═════ RAW DATA ═════
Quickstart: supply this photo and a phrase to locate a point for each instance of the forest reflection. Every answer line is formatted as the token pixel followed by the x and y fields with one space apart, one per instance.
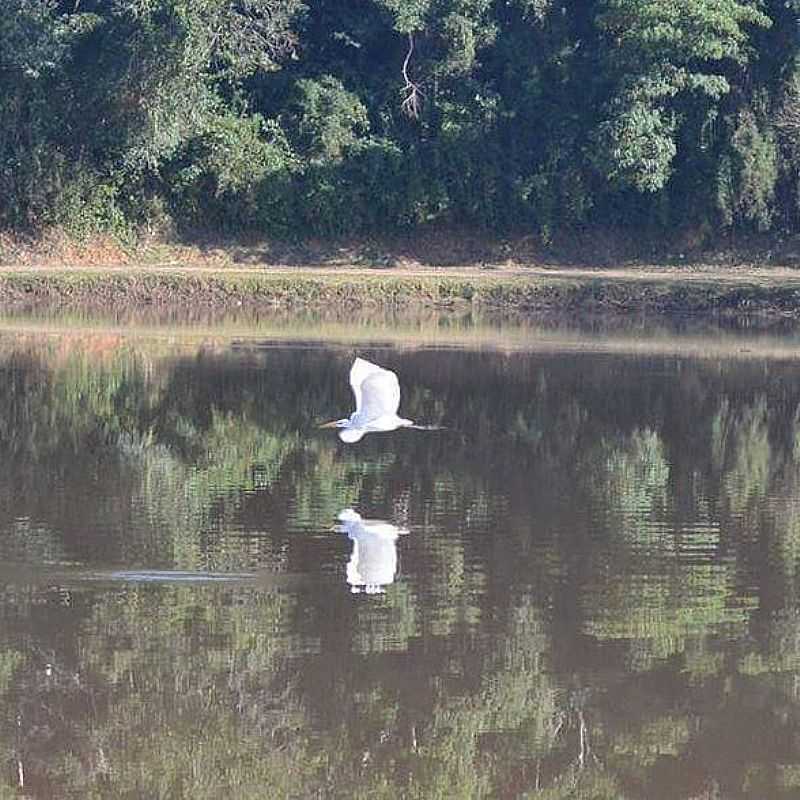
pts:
pixel 597 597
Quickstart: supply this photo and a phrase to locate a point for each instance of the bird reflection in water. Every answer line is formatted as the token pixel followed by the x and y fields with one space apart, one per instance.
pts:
pixel 373 562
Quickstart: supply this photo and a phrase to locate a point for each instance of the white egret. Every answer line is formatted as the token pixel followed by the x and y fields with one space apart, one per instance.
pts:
pixel 377 393
pixel 373 562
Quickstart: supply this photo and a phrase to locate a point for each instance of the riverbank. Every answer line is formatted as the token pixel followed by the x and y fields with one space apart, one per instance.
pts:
pixel 697 289
pixel 597 276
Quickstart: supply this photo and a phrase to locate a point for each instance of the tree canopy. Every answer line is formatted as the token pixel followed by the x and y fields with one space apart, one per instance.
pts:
pixel 289 118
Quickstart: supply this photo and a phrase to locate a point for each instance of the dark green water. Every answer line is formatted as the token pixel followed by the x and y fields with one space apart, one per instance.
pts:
pixel 587 586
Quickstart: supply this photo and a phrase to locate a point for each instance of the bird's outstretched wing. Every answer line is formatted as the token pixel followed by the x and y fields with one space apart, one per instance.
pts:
pixel 377 390
pixel 380 395
pixel 360 370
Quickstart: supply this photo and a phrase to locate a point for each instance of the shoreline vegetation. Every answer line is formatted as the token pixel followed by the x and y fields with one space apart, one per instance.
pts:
pixel 443 270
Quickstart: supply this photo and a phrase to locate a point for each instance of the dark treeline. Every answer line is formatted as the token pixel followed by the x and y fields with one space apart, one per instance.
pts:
pixel 286 118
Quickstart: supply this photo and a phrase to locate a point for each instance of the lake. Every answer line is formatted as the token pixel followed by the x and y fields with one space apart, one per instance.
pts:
pixel 585 585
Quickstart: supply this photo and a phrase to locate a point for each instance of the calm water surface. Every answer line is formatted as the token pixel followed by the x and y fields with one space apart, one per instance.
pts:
pixel 586 586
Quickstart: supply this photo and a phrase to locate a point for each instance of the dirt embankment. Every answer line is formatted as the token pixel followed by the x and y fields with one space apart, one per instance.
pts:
pixel 511 275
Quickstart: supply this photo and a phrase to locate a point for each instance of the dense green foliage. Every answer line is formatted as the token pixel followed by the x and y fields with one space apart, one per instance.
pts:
pixel 288 118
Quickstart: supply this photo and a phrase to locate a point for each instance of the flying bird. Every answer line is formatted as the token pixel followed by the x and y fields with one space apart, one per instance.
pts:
pixel 377 393
pixel 373 562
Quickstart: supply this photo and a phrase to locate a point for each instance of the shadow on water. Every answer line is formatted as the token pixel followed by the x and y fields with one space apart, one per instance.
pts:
pixel 598 596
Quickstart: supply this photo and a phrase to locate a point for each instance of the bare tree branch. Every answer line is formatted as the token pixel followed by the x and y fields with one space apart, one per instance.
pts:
pixel 412 104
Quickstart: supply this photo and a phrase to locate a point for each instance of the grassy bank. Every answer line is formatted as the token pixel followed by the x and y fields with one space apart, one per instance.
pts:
pixel 725 291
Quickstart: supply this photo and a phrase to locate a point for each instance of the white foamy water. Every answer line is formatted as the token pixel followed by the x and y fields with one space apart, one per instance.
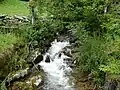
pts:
pixel 57 71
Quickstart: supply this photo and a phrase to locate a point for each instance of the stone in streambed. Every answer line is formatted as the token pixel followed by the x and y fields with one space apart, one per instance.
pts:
pixel 38 59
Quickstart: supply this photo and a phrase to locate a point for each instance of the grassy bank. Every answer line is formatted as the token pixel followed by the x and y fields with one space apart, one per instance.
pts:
pixel 7 40
pixel 14 7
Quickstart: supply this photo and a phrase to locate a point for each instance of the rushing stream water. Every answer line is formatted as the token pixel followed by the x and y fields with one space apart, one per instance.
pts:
pixel 57 72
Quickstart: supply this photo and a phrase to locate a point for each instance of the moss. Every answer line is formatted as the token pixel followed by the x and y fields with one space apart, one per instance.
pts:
pixel 13 59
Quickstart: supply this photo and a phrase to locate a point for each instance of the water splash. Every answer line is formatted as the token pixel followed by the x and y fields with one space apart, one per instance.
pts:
pixel 57 71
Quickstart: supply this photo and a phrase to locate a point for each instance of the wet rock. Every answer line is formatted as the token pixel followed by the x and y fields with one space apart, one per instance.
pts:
pixel 31 83
pixel 67 52
pixel 19 74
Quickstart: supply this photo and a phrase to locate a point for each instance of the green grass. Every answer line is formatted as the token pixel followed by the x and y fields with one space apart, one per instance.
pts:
pixel 14 7
pixel 7 40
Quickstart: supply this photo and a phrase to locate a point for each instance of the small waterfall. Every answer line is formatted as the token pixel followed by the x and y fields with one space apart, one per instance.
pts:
pixel 56 70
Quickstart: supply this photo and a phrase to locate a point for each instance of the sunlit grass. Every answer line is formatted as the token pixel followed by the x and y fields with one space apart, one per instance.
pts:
pixel 7 40
pixel 14 7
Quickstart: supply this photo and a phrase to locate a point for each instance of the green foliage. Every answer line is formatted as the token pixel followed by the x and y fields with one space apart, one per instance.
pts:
═════
- [ACTIVITY] Copy from the entries above each line in which the string "white" can be found.

- [REPLY]
Quickstart: supply this photo and a phrase to locate a point for each instance of the white egret. Every answer line is formatted as the token pixel followed by the x and y fields with one space apart, one per instance.
Quickstart: supply this photo and a phrase to locate a point for each instance of the white foamy water. Every answer line is formatted as the token pixel followed by the x and y fields with one space apart, one per instance.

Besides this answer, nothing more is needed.